<<<<

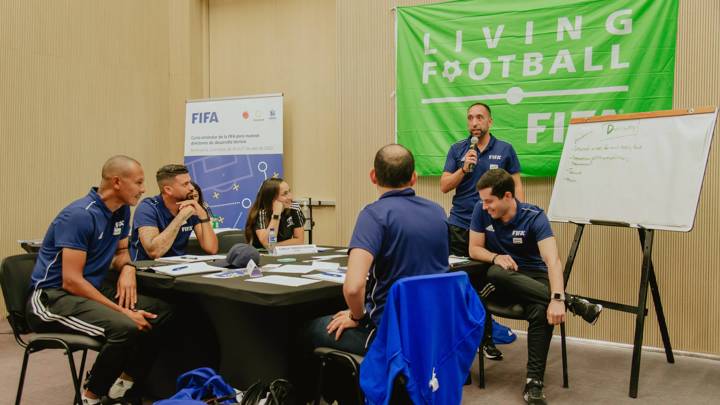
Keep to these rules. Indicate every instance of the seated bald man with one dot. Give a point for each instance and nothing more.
(70, 293)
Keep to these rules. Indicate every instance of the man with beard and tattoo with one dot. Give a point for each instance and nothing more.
(162, 224)
(466, 161)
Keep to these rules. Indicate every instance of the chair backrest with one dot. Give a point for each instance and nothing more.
(434, 322)
(15, 273)
(228, 239)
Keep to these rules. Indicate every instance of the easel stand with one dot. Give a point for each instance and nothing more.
(647, 278)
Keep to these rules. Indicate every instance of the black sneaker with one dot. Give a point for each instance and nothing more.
(584, 308)
(533, 393)
(491, 352)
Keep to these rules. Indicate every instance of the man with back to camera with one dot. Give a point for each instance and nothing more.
(466, 161)
(163, 223)
(516, 238)
(389, 240)
(70, 292)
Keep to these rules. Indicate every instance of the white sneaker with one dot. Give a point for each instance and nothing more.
(119, 388)
(89, 401)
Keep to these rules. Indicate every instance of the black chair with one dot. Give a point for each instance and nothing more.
(15, 273)
(349, 364)
(516, 311)
(228, 239)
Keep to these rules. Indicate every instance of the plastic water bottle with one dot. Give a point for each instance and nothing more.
(272, 240)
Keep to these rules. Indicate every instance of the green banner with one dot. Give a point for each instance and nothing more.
(537, 63)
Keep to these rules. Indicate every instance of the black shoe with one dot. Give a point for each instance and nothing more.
(587, 310)
(533, 393)
(491, 352)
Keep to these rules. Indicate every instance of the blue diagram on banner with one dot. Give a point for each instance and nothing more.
(230, 183)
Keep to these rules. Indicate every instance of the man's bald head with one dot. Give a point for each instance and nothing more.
(118, 166)
(394, 166)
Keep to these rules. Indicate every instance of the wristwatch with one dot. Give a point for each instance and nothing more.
(365, 315)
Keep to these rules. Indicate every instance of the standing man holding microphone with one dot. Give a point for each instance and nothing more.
(467, 160)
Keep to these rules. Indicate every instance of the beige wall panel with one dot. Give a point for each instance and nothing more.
(81, 81)
(608, 265)
(289, 47)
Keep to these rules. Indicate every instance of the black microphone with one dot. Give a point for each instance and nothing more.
(473, 145)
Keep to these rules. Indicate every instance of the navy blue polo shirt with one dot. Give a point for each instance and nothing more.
(497, 155)
(407, 236)
(517, 238)
(88, 225)
(153, 212)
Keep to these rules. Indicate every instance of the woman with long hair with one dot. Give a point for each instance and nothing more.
(273, 209)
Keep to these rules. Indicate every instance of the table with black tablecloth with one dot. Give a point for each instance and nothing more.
(258, 326)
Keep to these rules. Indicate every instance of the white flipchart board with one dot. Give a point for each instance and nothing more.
(640, 170)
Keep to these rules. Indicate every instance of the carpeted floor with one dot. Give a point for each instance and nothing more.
(599, 374)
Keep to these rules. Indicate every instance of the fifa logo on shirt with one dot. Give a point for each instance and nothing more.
(118, 228)
(517, 237)
(204, 117)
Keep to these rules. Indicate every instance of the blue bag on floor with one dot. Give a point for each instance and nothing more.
(196, 385)
(502, 334)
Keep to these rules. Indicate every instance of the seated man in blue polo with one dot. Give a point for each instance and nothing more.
(162, 224)
(70, 291)
(397, 236)
(526, 269)
(466, 162)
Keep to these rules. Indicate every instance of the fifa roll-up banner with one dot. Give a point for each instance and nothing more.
(231, 146)
(537, 63)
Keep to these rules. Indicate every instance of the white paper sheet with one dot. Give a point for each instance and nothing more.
(321, 265)
(332, 276)
(290, 269)
(283, 280)
(189, 258)
(228, 274)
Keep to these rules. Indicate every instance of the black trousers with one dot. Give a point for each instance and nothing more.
(531, 289)
(459, 239)
(126, 349)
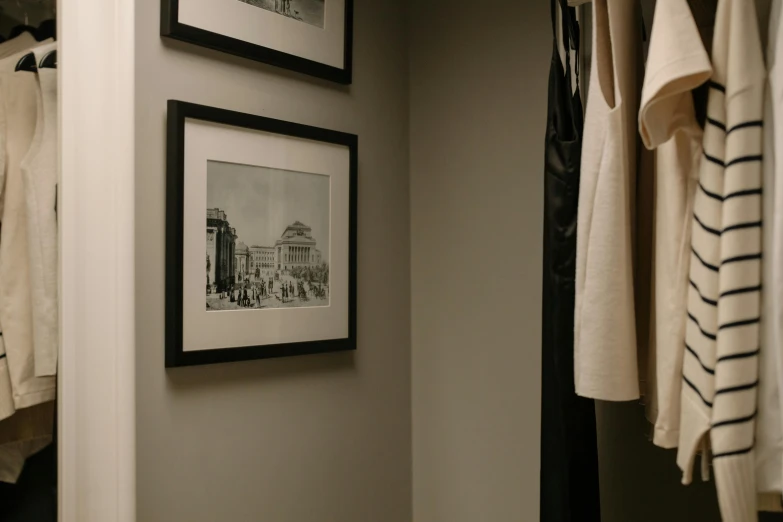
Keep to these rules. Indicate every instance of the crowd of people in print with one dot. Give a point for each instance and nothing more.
(253, 295)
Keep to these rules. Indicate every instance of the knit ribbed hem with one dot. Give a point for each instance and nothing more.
(694, 426)
(7, 407)
(735, 480)
(666, 438)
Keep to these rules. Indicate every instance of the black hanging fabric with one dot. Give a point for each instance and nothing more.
(569, 455)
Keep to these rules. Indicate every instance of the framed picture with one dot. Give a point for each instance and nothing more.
(313, 37)
(260, 237)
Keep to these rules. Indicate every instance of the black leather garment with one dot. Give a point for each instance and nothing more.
(569, 456)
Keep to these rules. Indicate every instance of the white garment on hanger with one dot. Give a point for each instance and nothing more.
(605, 347)
(19, 92)
(677, 64)
(39, 170)
(769, 428)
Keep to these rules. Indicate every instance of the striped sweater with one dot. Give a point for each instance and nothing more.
(720, 368)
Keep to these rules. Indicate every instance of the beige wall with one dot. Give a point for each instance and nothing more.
(323, 438)
(478, 106)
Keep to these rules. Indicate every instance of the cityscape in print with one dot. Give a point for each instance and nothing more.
(267, 238)
(307, 11)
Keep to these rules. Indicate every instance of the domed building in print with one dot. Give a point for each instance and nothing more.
(296, 247)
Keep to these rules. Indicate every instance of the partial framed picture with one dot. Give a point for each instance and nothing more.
(313, 37)
(260, 237)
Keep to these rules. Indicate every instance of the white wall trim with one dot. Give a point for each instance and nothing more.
(96, 217)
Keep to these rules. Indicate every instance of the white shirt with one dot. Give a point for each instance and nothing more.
(605, 348)
(677, 63)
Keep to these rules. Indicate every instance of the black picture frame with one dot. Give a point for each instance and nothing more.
(171, 27)
(178, 112)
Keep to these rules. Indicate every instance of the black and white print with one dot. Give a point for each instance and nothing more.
(267, 238)
(308, 11)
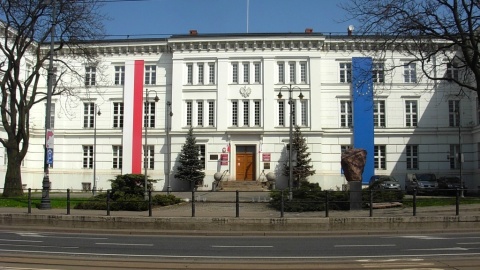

>>>>

Your task: Please reproduce the records above exactly and leave any picture behind.

Answer space:
Keep to these rules. Indicate every instance of the seated bald man with one dot. Give a point for each instance and nothing more.
(70, 293)
Keep to these rules. Indicate every instance of the man with beard and tattoo with one dot. Give a point for each instance and nothing more.
(162, 224)
(466, 161)
Keep to these rules. Indicate every instance of the chair backrest with one dot. Give a point for each instance and nothing more.
(434, 322)
(15, 273)
(228, 239)
Keep to these rules. Indicate every instance of the easel stand with one dot. Give a point for each instance and nothing more.
(647, 278)
Keep to these rules. Indicate every instance of the black sneaker with one dot. Give a point for each instance and nothing more.
(584, 308)
(533, 393)
(491, 352)
Keep to these rules. Indicate every instance of the man with back to camera with one dot. Give a point for each instance and nothing more.
(466, 161)
(163, 223)
(516, 238)
(389, 240)
(70, 292)
Keep to these rules. Indicate every instance of the white sneaker with one dot. Give a point for each instance and nothing more.
(119, 388)
(89, 401)
Keep to these rules. Indicate every instance of the black chair with one dot. Give a point for each instance and nothing more.
(15, 273)
(349, 364)
(516, 311)
(228, 239)
Keep to these rules. Indicate every instance of the plastic water bottle with one dot. Give a point for each instance and nothing more.
(272, 240)
Keep to these rules. Indicate every instance of the green banner with one dot. Give a point for each instance and nothing more.
(537, 63)
Keep to these rules. Indicate every instance of the black shoe with one dot. Give a point for each instance and nothing more.
(587, 310)
(533, 393)
(491, 352)
Keep to these rules. Indicate every instance of the blue diagram on banner with one dot. Give a point for each instance and nothing more.
(230, 183)
Keep to these rules. Indicate every instance of the man's bald head with one dot. Give a point for each instance and nothing more.
(118, 166)
(394, 166)
Keep to these rules. Indicate every instance of the wristwatch with one dot. Give a point for each instance and nothing more.
(365, 315)
Keep to these rules. Indicate every instance of the standing man holding microphone with one dot. Give a point for each instance and nothing more.
(467, 160)
Keep to these rules. Indicate every instance of the beige wall panel with one dot. Give a point for each instance and nothing more.
(81, 81)
(608, 265)
(289, 47)
Keep to these rules. Indicate every instance of the black microphone with one dot. Give a point for each instance and nothing more.
(473, 145)
Keep to these rules. Indicate every instance of the navy blue polo shirt with one dot. Give a point for each instance and nothing more.
(497, 155)
(407, 236)
(517, 238)
(88, 225)
(153, 212)
Keep to these rules. Indicate every instance of the woman with long hair with one dot. Give a point for each instance and nothing more.
(273, 209)
Keep to these rules. Indicate every instance of the table with black tablecloth with one dot. Give a point for each instance and nothing more.
(258, 326)
Keep to these rules. Indicate every instance of the white flipchart board with one dot. Give a point for each instance and nothing more.
(640, 170)
Keep to these rules. Indicate every instance of the carpeted floor with one dot. Give a point for each instance and nothing more.
(599, 374)
Keep to these rules. Indicate every instance of the fifa logo on shirt with one dot. Give a point for each instance and nothing more.
(118, 228)
(517, 237)
(204, 117)
Keep to these rules. Indicate every instance of the blue bag on floor with one dot. Give a point for each instance and nothing more.
(196, 385)
(502, 334)
Keep to these rules. Indicate every instance of the seated man in blue polo with one dot. Give a point for each instance and nothing more.
(162, 224)
(70, 291)
(397, 236)
(526, 269)
(466, 162)
Keep to these rules. Indicate every instance of the fifa roll-up banner with one dot. Give a point for each instance and nothing more.
(231, 146)
(537, 63)
Keep to these rules. Indicate every instance of the white paper sheet with one dot. Give a point for each instance and nothing more.
(321, 265)
(332, 276)
(290, 269)
(283, 280)
(189, 258)
(228, 274)
Keep to these rules. Indicate every instance of the black trousers with one dot. Give a point for each instance and nothing more.
(531, 289)
(459, 239)
(126, 349)
Keep to these rules. Indicate every instance of the crowd of people in print with one dot. Give a point for each instance and nothing more.
(253, 295)
Keep to these rules. Indicate every instance of the knit ribbed hem with one dot. Give a point for each instance and nothing more.
(694, 426)
(7, 407)
(735, 480)
(666, 438)
Keep to these rules. Indicate every instance of the black hanging fabric with one dot. Give a point for each instance and nothing more.
(569, 455)
Keep to these rules. Indicate every instance of the framed picture with one dot. Give a point for each instance and nothing more.
(313, 37)
(260, 237)
Keep to these rules. Indicate every instance of the black leather garment with one dot. Give a point for each instance and nothing more.
(569, 456)
Keep to these rules. Indicate every instance of the white garment on hanger with one dot. Give a point for each instance and nothing more.
(605, 347)
(19, 92)
(677, 64)
(39, 170)
(769, 428)
Keep to these rules. Indicate every instance of the striped sweater with one dot. Give a point for each instance and nothing more.
(720, 368)
Keep to these rules. Indicate every instance of the beige wall with one dot. Give a point for each instance and nothing more.
(323, 438)
(478, 106)
Keep to these rules. Indicate every instance of the cityscape in print with one dot. Give a point for each instance and nothing more.
(267, 238)
(307, 11)
Keep to these rules. Indicate every instance of the domed building in print with one dot. Give a point for each instance and nothing more.
(296, 247)
Keep to these rules. Indicate every instance of the partial framed picture with one dot. Give a point for each instance and nothing more.
(313, 37)
(260, 237)
Keep to these rules. Indicate every instance of the white wall trim with one dot. Give a point for each instance and nothing more.
(96, 217)
Keep to these rules. Indicate every instance of the white shirt with one dot. Give a point for each instance and nothing more.
(605, 348)
(677, 63)
Keep to these rules. Indicate every instance of the black picture frame with one dot. Give a point for each instance and nothing more.
(171, 27)
(178, 112)
Keep to these rules. Indicate every instance of the black and white print with one dot. Give a point for each instance and nothing more.
(267, 238)
(308, 11)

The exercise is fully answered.